- What the task requires
Present every line of the material below as a numbered list, omitting any blank lines.

- Record excerpts

--- Start ---

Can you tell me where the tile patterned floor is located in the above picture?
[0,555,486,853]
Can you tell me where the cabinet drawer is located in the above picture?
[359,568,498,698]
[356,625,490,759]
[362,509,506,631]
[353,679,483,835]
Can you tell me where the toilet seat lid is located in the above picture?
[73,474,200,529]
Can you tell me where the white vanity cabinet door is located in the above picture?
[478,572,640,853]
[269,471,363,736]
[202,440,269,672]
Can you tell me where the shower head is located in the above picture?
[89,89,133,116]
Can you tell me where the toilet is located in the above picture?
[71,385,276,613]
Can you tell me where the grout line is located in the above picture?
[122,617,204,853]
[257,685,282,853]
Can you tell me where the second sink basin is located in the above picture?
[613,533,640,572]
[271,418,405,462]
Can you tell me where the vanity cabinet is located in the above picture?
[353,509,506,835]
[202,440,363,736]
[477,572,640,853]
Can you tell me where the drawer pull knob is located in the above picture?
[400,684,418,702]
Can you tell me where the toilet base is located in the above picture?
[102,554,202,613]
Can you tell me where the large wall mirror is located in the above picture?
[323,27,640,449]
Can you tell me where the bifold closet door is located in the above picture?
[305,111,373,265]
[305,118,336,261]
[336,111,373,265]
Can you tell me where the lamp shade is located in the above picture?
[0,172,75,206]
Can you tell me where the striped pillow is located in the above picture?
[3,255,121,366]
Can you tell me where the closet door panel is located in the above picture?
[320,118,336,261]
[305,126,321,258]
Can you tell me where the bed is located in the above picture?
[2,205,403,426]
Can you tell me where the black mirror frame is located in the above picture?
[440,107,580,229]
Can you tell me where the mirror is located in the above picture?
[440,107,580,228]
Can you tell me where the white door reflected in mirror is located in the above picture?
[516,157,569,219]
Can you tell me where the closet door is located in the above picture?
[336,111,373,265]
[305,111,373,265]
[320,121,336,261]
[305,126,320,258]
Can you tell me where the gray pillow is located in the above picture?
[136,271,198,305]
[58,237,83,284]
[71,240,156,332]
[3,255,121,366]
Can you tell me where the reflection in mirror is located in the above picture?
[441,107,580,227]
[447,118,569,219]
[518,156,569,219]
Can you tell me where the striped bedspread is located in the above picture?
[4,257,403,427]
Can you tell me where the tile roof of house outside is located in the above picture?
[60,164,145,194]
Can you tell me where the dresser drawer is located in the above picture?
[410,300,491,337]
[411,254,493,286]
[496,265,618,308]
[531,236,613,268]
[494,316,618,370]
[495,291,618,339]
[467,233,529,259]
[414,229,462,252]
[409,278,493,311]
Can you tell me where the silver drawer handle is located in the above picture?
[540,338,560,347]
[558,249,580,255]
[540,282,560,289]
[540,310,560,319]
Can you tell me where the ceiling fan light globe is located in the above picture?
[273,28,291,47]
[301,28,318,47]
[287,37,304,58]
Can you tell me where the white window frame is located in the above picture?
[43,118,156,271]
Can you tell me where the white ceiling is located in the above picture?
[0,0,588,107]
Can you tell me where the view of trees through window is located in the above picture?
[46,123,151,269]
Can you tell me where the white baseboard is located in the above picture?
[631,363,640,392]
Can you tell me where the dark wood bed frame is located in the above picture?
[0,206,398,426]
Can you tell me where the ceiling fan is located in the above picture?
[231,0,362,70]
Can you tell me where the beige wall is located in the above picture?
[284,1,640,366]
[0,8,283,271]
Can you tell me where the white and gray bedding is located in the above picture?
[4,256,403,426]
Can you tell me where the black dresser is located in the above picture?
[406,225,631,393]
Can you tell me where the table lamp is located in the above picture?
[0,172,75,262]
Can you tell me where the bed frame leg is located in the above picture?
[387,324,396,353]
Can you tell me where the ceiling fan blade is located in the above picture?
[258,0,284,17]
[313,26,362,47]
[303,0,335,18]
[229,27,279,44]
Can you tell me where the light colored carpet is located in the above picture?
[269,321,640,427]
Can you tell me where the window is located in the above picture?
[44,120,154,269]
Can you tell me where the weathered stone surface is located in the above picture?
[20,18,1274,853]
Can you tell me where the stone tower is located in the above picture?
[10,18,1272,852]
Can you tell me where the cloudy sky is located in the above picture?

--- End ---

- Reply
1. Can you tell me where the tile patterned floor is located in the above picture?
2. [0,555,486,853]
3. Can you tell me where the cabinet drawer is located in the above picture?
4. [359,568,498,698]
5. [356,625,490,759]
6. [362,509,506,631]
7. [353,679,483,835]
8. Can you tell me where the toilet seat lid is located in the above picture?
9. [73,474,200,529]
10. Can you tell me where the white vanity cabinet door is located in the above picture?
11. [478,572,640,853]
12. [269,471,363,736]
13. [202,440,269,672]
14. Can you tell me where the shower head is located in the above picture?
15. [89,89,133,116]
16. Can you tell me where the toilet is located in the above picture?
17. [71,385,276,613]
18. Can you tell me where the grout line is located in the above picture?
19. [122,617,204,853]
20. [257,685,282,853]
21. Can you tell me where the second sink basin is located in the above picture?
22. [613,533,640,572]
23. [271,418,405,462]
24. Can you tell me where the vanity cabinet is located in the above picture?
25. [353,509,506,835]
26. [202,440,363,736]
27. [477,572,640,853]
28. Can you tell me where the drawer pull knob is located in the above picture?
29. [400,684,418,702]
30. Can you tell me where the toilet base is located in the above picture?
31. [102,554,202,613]
32. Can you tell me where the large wall mirror is located in the above picture?
33. [323,27,640,449]
34. Can you tell me where the bifold closet door is located in the above picture?
35. [305,111,373,265]
36. [305,118,336,261]
37. [336,111,373,265]
38. Can you tell me where the lamp shade is located in the above picture?
39. [0,172,75,206]
40. Can you tell me where the striped pillow is located in the above picture?
41. [3,255,121,366]
42. Can you tell me where the closet door panel is located in the above picture?
43. [320,118,336,261]
44. [305,126,321,258]
45. Can you tell me where the bed is located in the above picture?
46. [2,205,403,426]
47. Can you tell me where the black mirror frame is located in the above picture?
48. [440,107,580,229]
49. Can you tell me where the mirror is located in the above picture?
50. [440,107,580,228]
51. Can you tell me where the white door reflected in mirror is located in the above picture?
52. [516,157,569,219]
53. Can you tell me where the closet door is located in the above picture?
54. [336,111,373,265]
55. [305,111,373,265]
56. [320,121,336,261]
57. [305,126,320,258]
58. Can you tell me where the gray pillow is located in the above picture?
59. [136,271,198,305]
60. [58,237,83,284]
61. [71,240,156,332]
62. [3,255,121,366]
63. Can you tell me where the reflection in mirror is located in the above picture?
64. [441,107,580,227]
65. [447,118,569,219]
66. [518,156,569,219]
67. Can you tell me where the striped bedspread is located in the above picture?
68. [4,257,403,427]
69. Can you tell me where the tile roof of house outside is located in the above picture?
70. [60,164,145,194]
71. Can you tell me where the dresser drawer is located in the above picture?
72. [410,300,491,337]
73. [411,254,493,286]
74. [496,265,618,308]
75. [531,236,613,268]
76. [494,316,618,370]
77. [495,291,618,339]
78. [467,233,529,259]
79. [414,229,462,252]
80. [409,278,493,311]
81. Can you tell me where the silver drawer handle is located in the above picture?
82. [540,338,560,347]
83. [558,249,580,255]
84. [540,282,560,289]
85. [540,310,560,319]
86. Can you tell me where the ceiling fan light globe is located in the above picture?
87. [273,28,291,47]
88. [301,28,318,47]
89. [287,37,304,58]
90. Can you tell me where the white window frame is located in the above picture?
91. [43,118,156,271]
92. Can you tell me where the white ceiling is located in the above picture?
93. [0,0,588,107]
94. Can you tell me where the view of trees through window is located in the above picture?
95. [46,123,151,269]
96. Can you tell me where the white baseboard is located in the above picture?
97. [631,363,640,392]
98. Can you tell me where the dark wood bed frame is located in the above picture?
99. [0,206,398,426]
100. Can you tell me where the ceiling fan is located in the above picture?
101. [231,0,362,70]
102. Can you tell me where the beige wall is located in the above picture?
103. [284,1,640,366]
104. [0,8,283,271]
105. Can you tell me where the white and gray bedding is located in the above picture?
106. [4,256,403,426]
107. Can you tell me where the black dresser is located in the above picture?
108. [406,225,631,393]
109. Can you tell me where the table lamp is located in the above picture?
110. [0,172,75,262]
111. Can you tell me where the bed frame leg is located in the above picture?
112. [387,324,396,353]
113. Can you tell me where the ceiling fan blade is located in the above picture?
114. [258,0,284,17]
115. [313,26,362,47]
116. [303,0,335,18]
117. [229,27,279,44]
118. Can you tell me where the light colored carpet is located in the above picture?
119. [269,321,640,427]
120. Can you tell me where the window is located in the above picture?
121. [44,120,154,269]
122. Can you tell me where the weathered stone surface is located in the above picture?
123. [20,18,1274,853]
124. Can you tell me where the stone tower is located in the above picture?
125. [10,18,1272,852]
126. Can you tell me where the cloudy sky is located in the above picture?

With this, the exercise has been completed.